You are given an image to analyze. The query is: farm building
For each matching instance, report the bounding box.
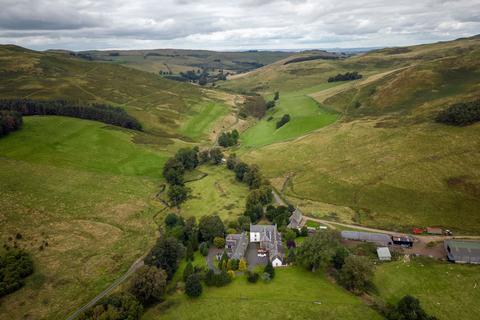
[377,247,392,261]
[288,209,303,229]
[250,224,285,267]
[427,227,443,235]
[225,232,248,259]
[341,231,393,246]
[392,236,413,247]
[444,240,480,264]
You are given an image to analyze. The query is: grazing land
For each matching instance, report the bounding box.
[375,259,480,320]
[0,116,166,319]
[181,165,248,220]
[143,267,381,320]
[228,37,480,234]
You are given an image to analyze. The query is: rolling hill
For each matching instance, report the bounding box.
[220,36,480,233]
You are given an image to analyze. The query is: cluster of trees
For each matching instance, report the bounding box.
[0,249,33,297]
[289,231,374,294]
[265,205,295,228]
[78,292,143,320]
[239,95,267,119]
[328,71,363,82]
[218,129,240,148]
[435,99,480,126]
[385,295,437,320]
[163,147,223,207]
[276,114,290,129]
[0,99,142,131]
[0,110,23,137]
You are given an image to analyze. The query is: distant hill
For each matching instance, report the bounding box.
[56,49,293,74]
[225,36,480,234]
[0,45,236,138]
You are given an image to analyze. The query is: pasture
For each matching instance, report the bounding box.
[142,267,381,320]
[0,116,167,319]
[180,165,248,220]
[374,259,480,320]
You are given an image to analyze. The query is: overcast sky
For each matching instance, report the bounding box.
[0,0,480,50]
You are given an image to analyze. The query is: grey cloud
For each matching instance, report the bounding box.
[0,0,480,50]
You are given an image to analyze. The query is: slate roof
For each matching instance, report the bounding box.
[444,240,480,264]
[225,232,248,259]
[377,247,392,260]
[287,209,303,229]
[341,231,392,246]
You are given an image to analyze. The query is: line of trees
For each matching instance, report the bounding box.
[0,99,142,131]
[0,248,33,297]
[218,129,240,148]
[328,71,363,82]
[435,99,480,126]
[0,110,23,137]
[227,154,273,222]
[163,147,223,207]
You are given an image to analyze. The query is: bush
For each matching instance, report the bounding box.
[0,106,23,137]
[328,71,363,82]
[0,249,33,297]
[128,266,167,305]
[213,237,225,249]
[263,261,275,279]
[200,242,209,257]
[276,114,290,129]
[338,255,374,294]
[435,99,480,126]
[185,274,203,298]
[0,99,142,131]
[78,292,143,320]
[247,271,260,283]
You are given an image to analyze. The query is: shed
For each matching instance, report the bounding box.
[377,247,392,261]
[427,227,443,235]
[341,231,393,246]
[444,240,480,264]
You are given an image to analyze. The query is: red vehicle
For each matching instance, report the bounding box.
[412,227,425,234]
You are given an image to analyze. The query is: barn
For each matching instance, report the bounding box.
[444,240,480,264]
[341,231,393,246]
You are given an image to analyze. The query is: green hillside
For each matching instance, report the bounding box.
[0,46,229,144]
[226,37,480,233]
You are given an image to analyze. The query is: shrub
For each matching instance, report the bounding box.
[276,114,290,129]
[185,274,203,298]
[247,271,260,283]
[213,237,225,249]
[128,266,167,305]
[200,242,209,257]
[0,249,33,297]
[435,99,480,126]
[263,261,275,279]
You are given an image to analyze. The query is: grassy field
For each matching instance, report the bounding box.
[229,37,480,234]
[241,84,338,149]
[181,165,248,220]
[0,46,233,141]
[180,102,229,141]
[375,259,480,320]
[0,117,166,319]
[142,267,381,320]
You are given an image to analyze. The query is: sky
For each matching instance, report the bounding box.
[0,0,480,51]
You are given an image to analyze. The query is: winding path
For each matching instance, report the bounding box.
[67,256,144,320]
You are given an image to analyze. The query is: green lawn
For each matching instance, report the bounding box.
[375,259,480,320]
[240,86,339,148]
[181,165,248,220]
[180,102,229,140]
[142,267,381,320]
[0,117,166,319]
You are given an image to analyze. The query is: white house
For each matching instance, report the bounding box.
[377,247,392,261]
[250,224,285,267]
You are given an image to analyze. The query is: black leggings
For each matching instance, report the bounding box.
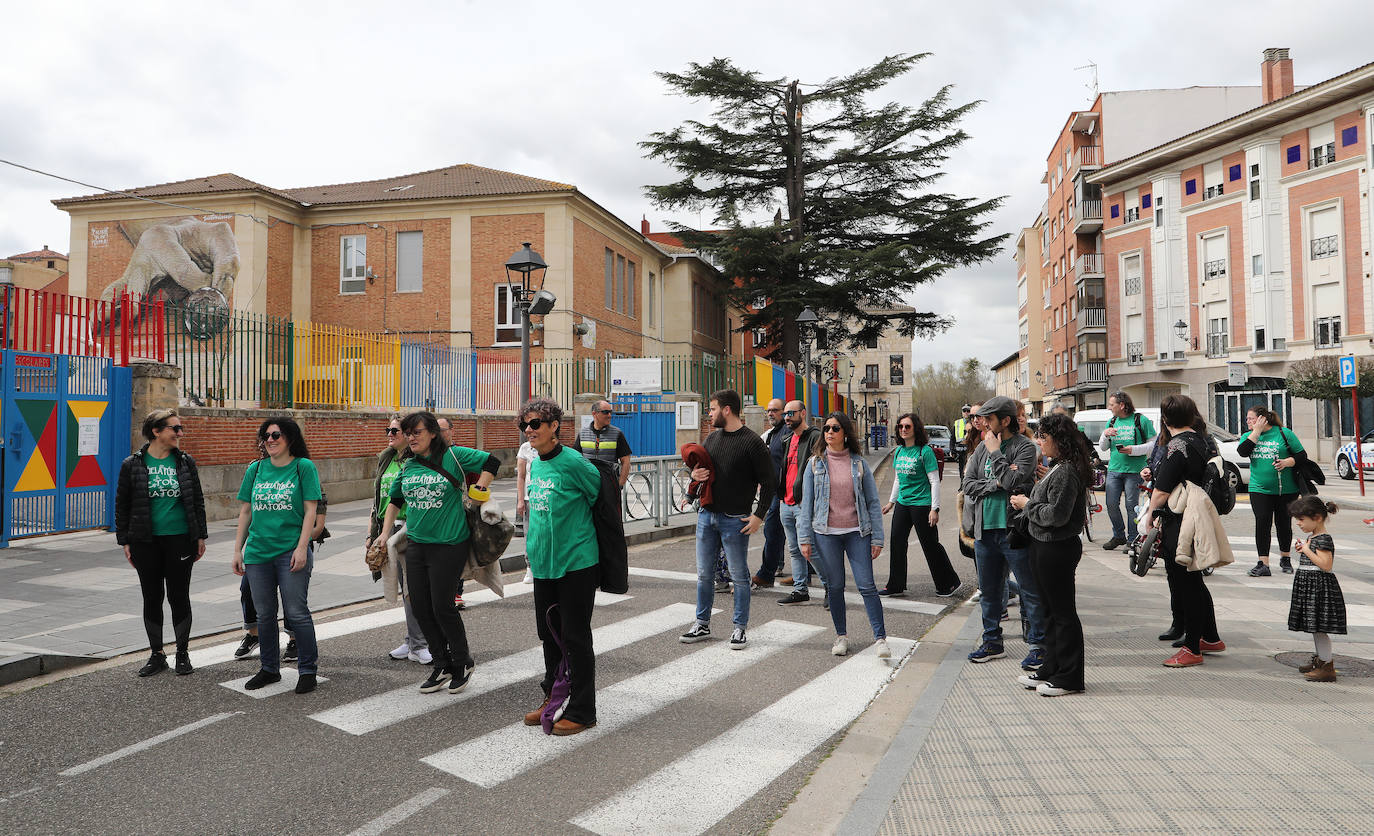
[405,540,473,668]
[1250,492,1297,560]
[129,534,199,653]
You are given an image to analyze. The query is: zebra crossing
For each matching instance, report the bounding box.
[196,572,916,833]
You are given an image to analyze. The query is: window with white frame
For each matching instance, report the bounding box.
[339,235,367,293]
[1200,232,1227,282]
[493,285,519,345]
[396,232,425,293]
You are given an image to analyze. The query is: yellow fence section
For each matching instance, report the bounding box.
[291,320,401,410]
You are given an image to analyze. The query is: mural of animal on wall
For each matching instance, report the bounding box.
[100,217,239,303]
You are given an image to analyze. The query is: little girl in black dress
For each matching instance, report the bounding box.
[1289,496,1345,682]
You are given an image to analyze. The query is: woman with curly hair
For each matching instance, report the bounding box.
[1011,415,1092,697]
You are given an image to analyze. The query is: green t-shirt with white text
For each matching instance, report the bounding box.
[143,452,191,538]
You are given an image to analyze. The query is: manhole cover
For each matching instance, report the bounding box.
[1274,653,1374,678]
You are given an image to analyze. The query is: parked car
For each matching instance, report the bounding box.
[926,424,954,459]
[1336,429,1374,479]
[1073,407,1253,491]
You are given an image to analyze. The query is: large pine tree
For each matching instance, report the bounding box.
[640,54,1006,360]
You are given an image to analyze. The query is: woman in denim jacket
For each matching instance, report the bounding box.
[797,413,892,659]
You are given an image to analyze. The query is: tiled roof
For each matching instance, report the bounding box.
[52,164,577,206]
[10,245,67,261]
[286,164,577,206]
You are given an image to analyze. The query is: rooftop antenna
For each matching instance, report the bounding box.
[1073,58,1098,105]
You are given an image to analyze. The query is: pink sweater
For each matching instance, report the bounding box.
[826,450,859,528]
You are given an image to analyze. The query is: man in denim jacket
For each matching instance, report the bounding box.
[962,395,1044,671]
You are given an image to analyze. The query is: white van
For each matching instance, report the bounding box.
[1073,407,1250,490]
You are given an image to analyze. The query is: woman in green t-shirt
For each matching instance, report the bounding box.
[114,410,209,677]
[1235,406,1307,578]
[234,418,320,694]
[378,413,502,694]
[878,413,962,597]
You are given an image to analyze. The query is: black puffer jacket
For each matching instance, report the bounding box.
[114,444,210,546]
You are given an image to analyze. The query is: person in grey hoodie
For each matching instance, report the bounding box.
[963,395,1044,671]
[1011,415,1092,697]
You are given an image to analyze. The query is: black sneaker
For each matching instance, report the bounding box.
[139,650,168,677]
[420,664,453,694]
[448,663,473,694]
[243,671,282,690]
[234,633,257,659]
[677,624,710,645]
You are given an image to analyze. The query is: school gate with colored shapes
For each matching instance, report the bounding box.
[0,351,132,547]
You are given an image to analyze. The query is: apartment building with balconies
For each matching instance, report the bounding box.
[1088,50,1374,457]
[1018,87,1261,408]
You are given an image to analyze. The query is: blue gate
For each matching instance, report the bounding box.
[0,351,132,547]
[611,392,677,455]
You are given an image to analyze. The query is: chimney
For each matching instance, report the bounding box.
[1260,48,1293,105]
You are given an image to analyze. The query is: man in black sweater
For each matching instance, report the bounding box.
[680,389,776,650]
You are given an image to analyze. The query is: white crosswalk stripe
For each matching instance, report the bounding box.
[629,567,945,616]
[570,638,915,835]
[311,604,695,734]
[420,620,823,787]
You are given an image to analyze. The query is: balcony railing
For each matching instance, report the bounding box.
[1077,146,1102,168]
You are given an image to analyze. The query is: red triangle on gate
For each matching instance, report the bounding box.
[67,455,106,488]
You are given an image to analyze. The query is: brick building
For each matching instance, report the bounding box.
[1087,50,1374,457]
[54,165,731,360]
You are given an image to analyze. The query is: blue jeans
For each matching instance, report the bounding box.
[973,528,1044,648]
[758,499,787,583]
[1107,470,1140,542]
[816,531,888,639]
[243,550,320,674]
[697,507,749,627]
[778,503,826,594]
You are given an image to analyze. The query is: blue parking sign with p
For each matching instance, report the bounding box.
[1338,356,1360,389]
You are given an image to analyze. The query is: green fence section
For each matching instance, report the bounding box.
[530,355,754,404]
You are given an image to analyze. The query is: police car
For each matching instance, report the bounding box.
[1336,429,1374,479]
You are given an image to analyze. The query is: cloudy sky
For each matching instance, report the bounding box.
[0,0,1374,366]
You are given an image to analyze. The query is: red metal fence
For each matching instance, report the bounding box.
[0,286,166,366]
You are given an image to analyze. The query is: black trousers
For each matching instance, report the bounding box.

————

→ Job:
Can you copy out the records verbatim, from the line containing "in green t-shirt" to the line containing "[878,413,962,597]", with both of those lines included?

→ Complete response:
You are given an image to analyze. The query is: woman in green t-shirt
For each matching instance, report the bounding box.
[114,410,209,677]
[1235,406,1307,578]
[234,418,320,694]
[378,413,502,694]
[878,413,962,597]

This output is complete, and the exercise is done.